#### DO THIS
Locate every line in the items below that contains the string "plaster" and copy each such line in full.

#### DATA SECTION

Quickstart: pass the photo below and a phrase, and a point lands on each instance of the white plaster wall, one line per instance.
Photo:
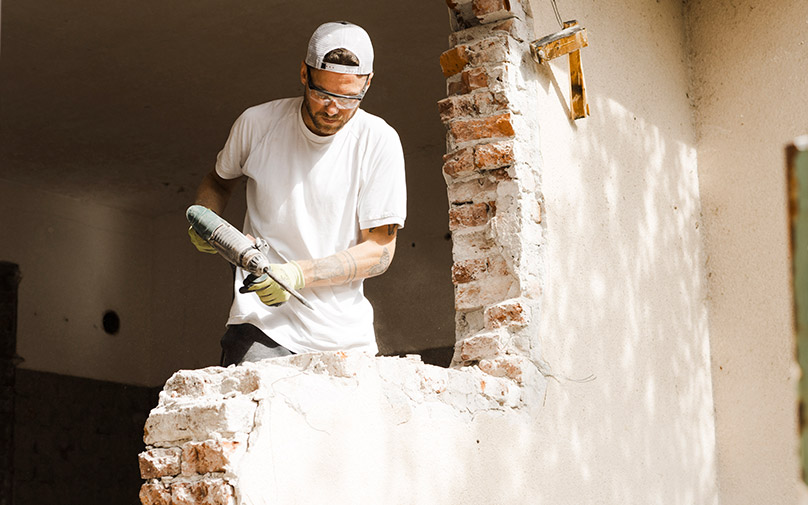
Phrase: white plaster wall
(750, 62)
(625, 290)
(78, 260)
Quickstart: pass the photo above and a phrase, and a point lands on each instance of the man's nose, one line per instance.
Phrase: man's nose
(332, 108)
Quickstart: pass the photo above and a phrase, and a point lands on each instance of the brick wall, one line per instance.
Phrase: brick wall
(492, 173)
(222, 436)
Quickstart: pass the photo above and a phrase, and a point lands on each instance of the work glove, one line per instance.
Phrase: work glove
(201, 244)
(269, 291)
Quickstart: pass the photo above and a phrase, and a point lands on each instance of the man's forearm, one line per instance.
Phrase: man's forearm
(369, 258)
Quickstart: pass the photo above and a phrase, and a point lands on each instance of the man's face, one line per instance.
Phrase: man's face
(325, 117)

...

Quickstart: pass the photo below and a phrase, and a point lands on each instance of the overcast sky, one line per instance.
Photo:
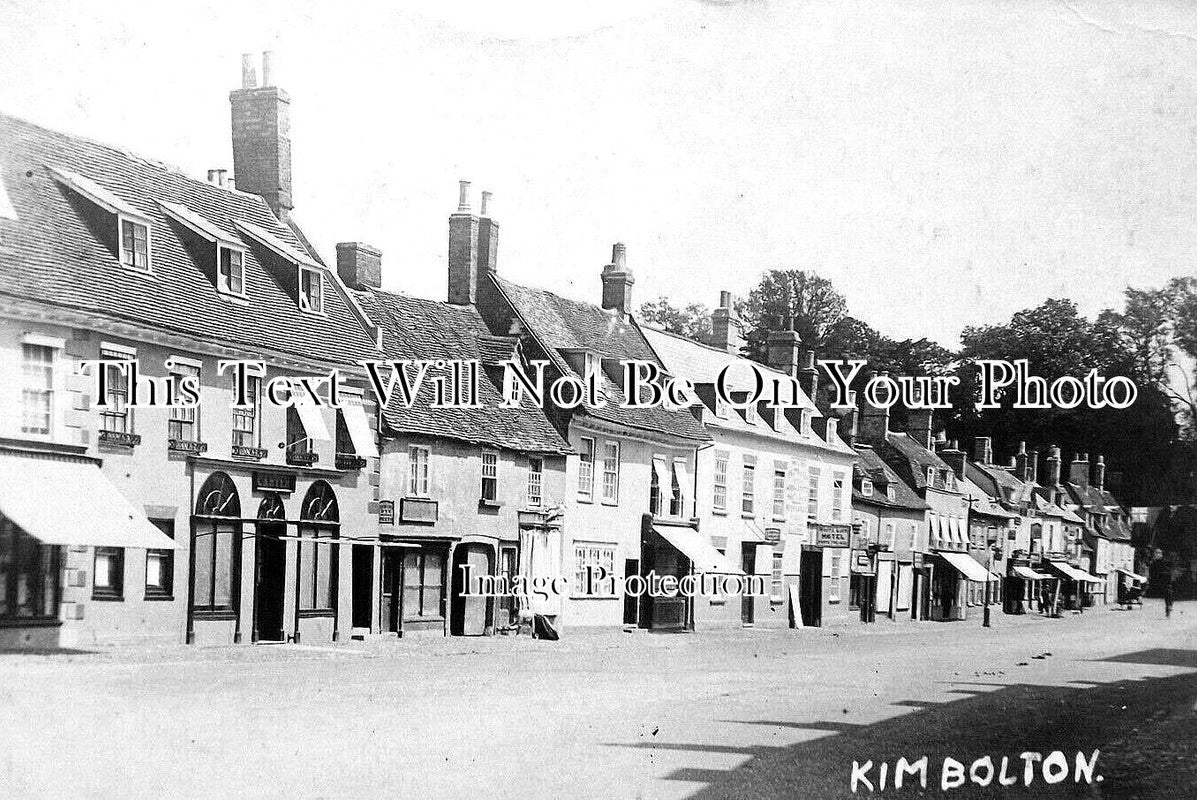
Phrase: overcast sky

#### THE ANSWER
Quickstart: pass the photo below and a phrase, and a point lands on each instance of the white plaster wall, one line per instance.
Phrase: white plaster wall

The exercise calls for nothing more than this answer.